● PROVIDED RECORDS:
·····
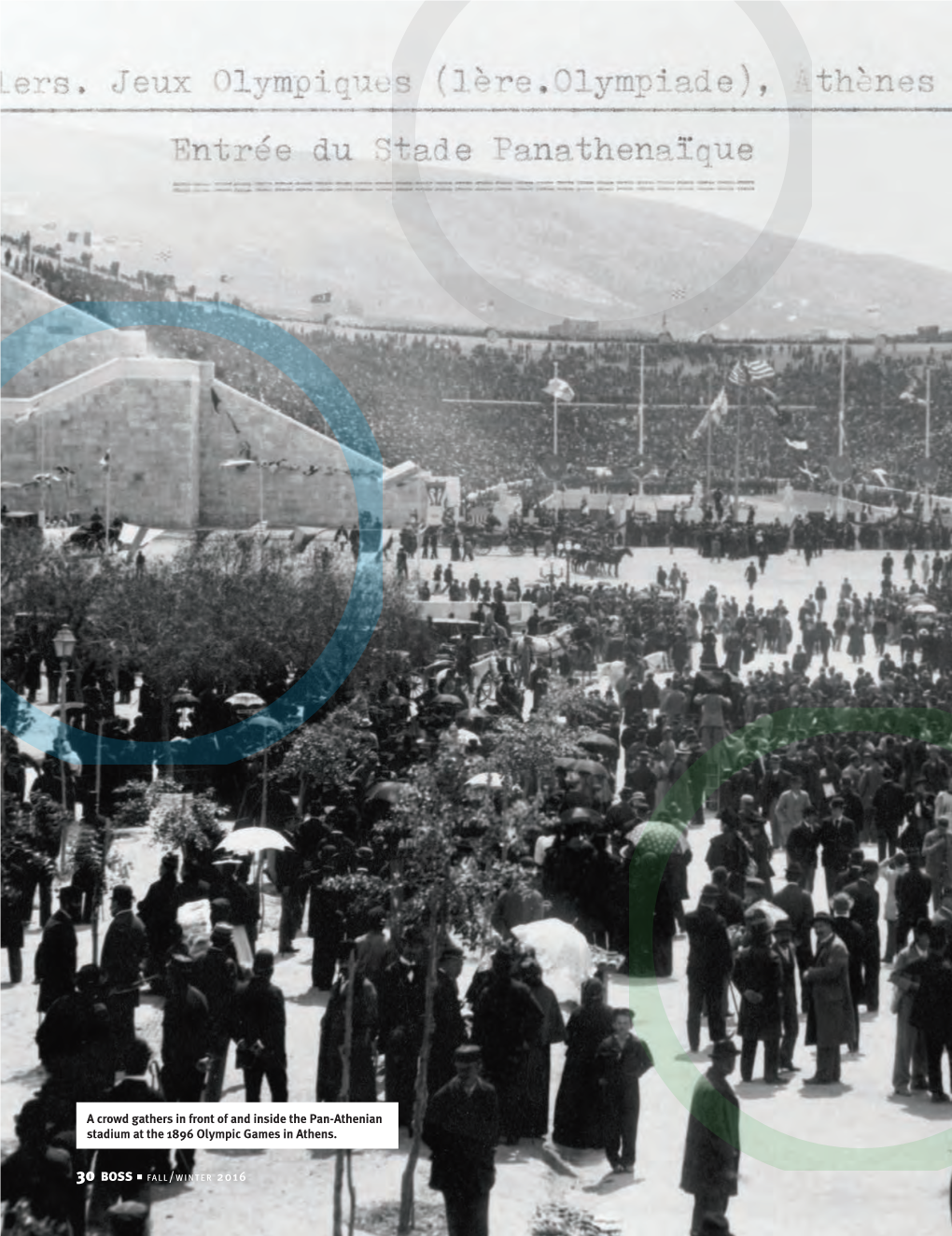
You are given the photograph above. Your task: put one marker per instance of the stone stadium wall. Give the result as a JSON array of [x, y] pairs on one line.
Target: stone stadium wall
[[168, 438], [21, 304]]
·····
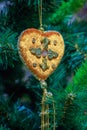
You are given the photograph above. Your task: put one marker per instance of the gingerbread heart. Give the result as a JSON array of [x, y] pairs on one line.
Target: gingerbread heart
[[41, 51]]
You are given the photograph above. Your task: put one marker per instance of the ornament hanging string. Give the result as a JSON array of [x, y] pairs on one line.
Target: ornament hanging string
·····
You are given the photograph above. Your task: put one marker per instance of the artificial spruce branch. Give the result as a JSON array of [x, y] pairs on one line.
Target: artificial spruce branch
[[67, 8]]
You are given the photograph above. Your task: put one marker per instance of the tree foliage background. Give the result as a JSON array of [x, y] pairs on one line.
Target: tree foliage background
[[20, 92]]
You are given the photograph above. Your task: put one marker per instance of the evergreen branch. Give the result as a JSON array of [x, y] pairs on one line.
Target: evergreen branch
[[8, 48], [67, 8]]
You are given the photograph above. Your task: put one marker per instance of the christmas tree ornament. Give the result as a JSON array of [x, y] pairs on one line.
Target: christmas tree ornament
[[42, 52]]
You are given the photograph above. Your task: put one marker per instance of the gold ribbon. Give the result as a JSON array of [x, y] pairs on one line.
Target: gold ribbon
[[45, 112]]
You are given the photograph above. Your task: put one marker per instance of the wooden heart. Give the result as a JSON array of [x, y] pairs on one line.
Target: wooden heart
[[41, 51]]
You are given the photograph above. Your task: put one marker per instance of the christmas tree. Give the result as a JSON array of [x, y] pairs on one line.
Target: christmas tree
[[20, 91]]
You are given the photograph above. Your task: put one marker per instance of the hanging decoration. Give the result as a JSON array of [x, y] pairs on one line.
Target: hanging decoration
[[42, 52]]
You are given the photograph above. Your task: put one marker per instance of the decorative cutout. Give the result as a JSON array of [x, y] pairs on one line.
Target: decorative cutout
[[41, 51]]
·····
● GIVEN TASK: Reproduce word for word the lines beginning with the line that contains "of the stone" and running through the line that contains "[[168, 438], [21, 304]]", both included.

● IN RESPONSE:
You are given the photograph above. Your task: put one marker per instance of the stone stadium wall. Give the result as a JSON array of [x, y] pairs on one line.
Target: stone stadium wall
[[168, 438], [21, 304]]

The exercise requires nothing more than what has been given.